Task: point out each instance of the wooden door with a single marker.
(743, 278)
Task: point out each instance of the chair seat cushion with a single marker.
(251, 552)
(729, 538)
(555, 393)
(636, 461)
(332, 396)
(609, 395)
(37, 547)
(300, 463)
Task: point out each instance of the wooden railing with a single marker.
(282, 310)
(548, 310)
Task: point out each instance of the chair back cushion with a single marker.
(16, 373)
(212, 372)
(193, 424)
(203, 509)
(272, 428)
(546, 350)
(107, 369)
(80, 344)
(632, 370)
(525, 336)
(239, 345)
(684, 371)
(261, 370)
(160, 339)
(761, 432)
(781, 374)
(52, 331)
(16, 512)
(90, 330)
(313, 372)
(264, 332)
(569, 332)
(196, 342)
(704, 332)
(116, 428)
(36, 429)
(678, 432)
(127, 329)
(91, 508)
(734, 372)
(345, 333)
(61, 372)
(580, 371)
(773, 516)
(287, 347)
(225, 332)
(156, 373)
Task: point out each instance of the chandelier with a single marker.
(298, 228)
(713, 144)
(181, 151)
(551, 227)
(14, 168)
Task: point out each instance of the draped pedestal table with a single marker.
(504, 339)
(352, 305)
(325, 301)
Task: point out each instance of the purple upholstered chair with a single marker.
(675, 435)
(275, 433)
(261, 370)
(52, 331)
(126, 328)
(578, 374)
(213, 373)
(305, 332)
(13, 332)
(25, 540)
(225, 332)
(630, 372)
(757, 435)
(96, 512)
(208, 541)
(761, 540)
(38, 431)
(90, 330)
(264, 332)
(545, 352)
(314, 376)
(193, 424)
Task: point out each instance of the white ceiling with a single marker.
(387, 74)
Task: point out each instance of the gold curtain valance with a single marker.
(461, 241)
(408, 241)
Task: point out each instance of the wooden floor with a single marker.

____

● **Exercise**:
Could you quote, exactly as they appear, the line containing "Task: point out each instance of the wooden railing" and every line after it to the end of the records above?

● **Written response**:
Task: point out each instance of the wooden railing with a single marker.
(282, 310)
(548, 310)
Task: point out each instance of the chair back cushion with a single marker.
(16, 373)
(212, 372)
(193, 424)
(203, 509)
(272, 428)
(546, 350)
(107, 369)
(80, 344)
(632, 370)
(525, 336)
(239, 345)
(684, 371)
(261, 370)
(160, 339)
(761, 432)
(781, 374)
(52, 331)
(16, 512)
(90, 330)
(313, 372)
(264, 332)
(569, 332)
(196, 342)
(704, 332)
(116, 428)
(36, 429)
(678, 432)
(127, 329)
(91, 508)
(734, 372)
(345, 333)
(61, 372)
(580, 371)
(773, 516)
(287, 347)
(225, 332)
(156, 373)
Task: point out each instance of the chandelier with a single marker.
(298, 228)
(713, 144)
(181, 151)
(551, 227)
(14, 168)
Task: point out each instance of the draped pedestal table with a single marker.
(504, 339)
(352, 305)
(325, 301)
Task: point out each instance of the purple upholstered chair with a single marker.
(675, 435)
(275, 433)
(261, 370)
(52, 331)
(126, 328)
(578, 374)
(213, 373)
(305, 332)
(13, 332)
(25, 540)
(225, 332)
(630, 372)
(757, 435)
(96, 512)
(208, 541)
(761, 540)
(38, 431)
(90, 330)
(264, 332)
(545, 352)
(314, 376)
(193, 424)
Task: point out each instance of the white ceiling with a single marker.
(387, 74)
Task: point out each instance of the gold curtain valance with a single marker.
(461, 241)
(408, 241)
Task: point out each instance of the wooden floor with a single marker.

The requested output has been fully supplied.